Dataset records >>
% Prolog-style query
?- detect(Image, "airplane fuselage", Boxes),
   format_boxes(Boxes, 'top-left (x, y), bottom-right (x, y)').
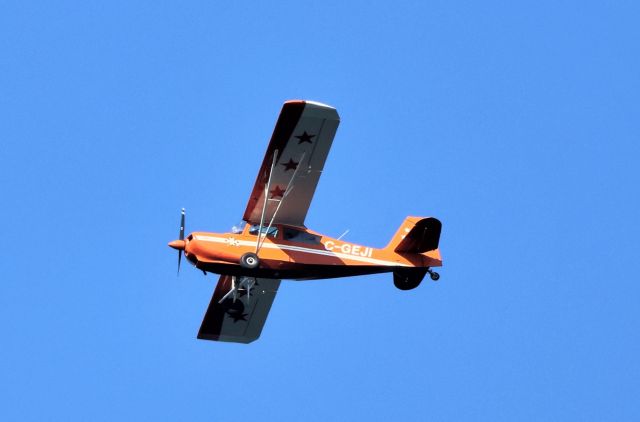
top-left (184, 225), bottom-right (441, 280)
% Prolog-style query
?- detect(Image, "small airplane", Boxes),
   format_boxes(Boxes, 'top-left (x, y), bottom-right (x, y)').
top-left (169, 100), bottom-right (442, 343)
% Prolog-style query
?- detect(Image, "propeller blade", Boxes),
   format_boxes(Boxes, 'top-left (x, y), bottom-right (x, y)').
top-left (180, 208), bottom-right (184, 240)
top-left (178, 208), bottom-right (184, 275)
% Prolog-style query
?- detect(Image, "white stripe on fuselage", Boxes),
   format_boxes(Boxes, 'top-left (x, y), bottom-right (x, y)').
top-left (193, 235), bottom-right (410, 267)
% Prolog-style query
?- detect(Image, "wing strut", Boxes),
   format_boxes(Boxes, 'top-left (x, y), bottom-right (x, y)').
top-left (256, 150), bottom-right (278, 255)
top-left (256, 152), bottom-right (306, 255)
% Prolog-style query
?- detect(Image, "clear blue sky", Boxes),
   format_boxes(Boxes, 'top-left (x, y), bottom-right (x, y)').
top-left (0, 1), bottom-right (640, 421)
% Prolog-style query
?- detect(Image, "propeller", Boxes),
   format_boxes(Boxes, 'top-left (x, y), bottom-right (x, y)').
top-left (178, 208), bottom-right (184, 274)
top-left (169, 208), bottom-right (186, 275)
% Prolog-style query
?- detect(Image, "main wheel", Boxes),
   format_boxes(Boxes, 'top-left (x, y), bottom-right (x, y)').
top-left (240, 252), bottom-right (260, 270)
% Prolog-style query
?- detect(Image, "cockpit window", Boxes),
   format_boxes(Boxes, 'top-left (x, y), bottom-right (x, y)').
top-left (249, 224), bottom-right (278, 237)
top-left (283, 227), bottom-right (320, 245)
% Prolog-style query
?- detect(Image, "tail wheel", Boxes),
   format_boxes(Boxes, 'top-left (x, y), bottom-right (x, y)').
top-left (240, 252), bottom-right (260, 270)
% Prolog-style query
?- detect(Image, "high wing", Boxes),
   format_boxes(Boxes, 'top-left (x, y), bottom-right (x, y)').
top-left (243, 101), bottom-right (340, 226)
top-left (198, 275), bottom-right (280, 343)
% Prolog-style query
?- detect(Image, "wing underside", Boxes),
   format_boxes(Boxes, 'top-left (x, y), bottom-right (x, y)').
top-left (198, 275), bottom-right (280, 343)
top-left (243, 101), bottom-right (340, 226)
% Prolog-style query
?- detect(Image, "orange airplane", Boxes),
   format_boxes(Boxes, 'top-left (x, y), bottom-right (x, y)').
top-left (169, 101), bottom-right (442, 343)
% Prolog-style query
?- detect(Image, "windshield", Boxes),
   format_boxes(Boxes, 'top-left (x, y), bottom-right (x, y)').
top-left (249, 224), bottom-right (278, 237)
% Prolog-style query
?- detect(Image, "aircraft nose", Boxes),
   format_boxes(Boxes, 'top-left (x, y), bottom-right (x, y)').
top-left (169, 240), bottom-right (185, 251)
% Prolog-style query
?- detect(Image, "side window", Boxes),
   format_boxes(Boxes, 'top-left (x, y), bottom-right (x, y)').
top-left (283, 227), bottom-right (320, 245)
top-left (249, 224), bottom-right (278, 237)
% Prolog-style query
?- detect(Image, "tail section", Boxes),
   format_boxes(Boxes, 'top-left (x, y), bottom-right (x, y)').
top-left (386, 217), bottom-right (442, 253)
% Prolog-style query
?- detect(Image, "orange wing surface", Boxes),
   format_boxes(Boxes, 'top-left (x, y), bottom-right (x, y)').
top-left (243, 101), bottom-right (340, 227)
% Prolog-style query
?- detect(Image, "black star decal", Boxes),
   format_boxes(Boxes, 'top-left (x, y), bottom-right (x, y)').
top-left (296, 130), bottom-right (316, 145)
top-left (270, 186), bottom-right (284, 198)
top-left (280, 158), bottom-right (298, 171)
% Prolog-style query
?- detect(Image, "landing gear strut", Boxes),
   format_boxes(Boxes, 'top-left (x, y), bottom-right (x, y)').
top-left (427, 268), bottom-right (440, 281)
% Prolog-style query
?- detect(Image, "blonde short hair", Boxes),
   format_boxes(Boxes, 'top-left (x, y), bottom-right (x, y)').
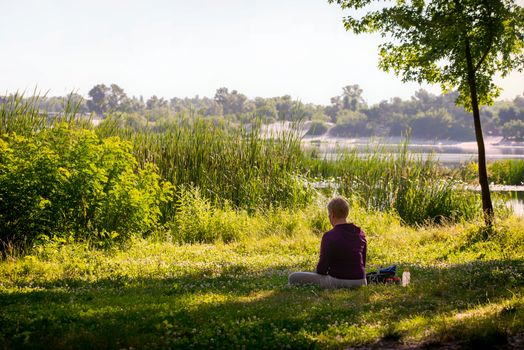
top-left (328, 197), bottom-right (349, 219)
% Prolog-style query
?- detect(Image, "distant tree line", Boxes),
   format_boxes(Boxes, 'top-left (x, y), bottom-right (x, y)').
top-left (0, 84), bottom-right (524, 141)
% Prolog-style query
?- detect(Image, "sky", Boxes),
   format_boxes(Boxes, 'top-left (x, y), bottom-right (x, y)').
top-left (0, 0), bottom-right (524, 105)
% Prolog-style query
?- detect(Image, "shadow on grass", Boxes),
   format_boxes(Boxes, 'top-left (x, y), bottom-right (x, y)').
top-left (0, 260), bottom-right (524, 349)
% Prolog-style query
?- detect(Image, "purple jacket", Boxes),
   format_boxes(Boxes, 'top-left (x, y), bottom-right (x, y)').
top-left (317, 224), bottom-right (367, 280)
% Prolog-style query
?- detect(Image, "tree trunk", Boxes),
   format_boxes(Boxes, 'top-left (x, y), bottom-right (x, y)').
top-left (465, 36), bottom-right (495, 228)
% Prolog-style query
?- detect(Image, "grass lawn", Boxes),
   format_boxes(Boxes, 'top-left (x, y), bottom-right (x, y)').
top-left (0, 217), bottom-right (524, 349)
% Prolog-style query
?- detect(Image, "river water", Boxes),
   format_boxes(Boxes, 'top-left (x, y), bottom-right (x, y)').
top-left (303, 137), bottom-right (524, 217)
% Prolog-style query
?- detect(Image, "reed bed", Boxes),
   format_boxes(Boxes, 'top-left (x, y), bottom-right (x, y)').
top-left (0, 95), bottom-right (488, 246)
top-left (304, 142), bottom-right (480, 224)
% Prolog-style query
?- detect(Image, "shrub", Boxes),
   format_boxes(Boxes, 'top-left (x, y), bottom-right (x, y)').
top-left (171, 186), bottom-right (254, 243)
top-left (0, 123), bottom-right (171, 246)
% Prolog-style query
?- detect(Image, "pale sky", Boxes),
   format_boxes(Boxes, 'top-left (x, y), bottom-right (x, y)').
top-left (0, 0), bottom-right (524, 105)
==
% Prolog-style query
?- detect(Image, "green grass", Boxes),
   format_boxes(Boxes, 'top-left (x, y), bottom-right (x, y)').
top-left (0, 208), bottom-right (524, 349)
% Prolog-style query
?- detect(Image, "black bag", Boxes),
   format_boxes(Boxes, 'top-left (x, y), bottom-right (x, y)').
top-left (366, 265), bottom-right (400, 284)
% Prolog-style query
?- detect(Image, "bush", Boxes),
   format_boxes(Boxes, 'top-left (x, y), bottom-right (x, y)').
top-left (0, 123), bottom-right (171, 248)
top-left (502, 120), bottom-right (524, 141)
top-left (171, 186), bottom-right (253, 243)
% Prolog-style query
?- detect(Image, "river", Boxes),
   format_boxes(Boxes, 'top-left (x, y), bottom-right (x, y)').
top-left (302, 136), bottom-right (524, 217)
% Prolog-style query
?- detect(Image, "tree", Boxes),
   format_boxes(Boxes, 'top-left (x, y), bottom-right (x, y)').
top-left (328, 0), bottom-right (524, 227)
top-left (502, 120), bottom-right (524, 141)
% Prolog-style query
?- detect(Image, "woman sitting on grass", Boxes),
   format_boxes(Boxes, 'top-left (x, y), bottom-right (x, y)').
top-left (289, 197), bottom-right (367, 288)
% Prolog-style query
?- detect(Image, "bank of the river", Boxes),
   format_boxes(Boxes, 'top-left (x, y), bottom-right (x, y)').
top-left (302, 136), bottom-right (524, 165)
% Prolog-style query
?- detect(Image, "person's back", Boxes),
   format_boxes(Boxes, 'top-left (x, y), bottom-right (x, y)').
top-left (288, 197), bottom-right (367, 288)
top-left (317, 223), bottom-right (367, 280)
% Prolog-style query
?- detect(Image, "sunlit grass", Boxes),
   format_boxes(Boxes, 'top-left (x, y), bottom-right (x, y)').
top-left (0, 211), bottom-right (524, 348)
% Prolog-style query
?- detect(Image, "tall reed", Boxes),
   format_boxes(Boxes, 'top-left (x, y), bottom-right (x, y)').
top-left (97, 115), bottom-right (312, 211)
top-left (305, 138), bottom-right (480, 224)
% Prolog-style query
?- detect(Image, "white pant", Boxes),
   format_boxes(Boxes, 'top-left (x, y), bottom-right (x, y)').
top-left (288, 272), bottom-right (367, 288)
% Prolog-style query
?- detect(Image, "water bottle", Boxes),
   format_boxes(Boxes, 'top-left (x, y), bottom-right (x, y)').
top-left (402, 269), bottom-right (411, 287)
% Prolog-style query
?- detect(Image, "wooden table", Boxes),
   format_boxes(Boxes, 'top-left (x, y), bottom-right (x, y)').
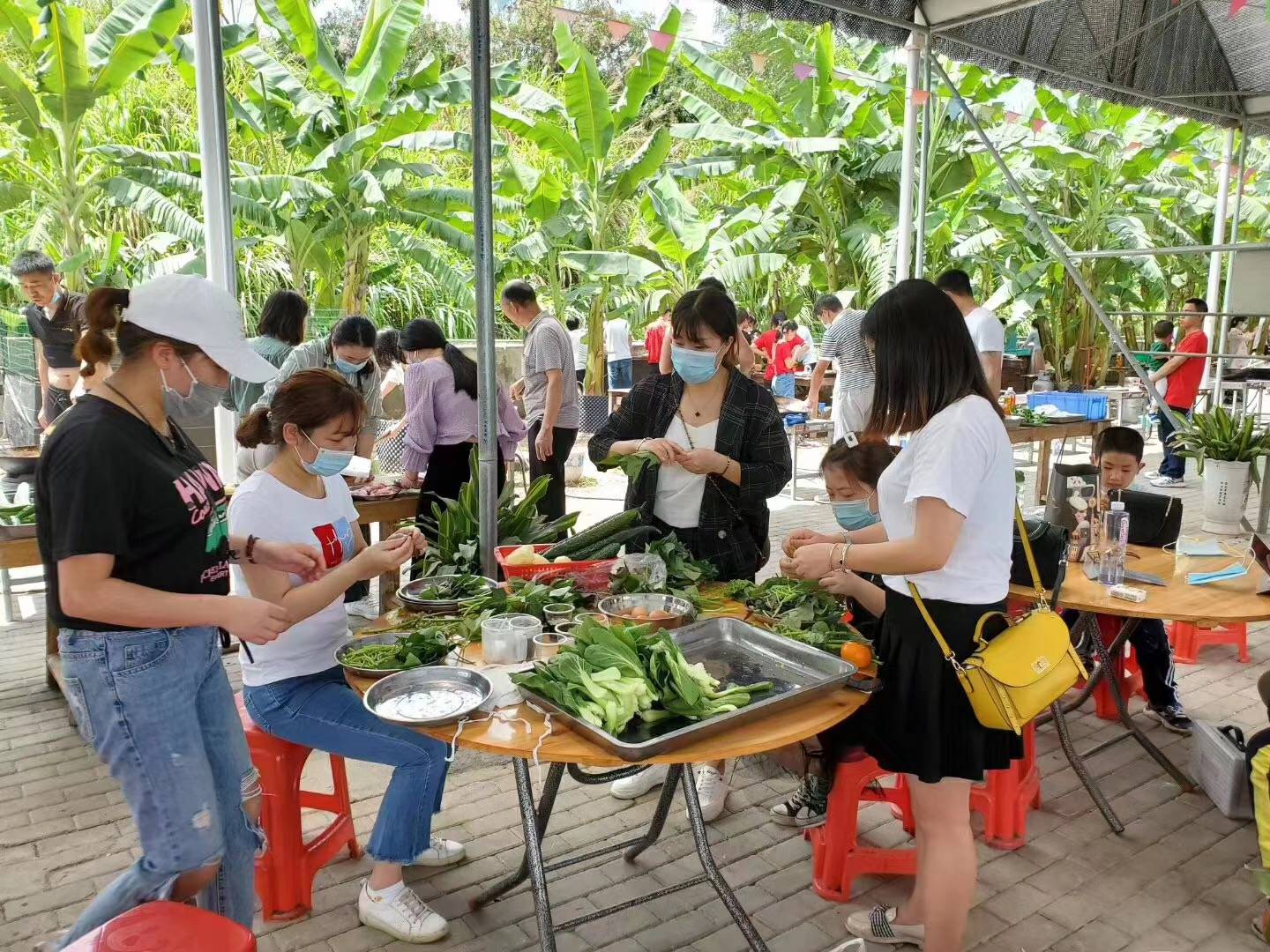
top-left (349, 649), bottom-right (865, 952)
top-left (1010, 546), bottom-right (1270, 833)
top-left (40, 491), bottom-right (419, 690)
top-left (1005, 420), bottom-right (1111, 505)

Given problem >>
Pick out every line in the records above that contains the string "wing", and copy each of those lines.

Result of the exercise >>
?- detect(Image, "wing strut", Boxes),
?- detect(Image, "high wing", Boxes),
?- detect(Image, "wing underside", Boxes),
?- detect(Image, "orange wing surface", Boxes),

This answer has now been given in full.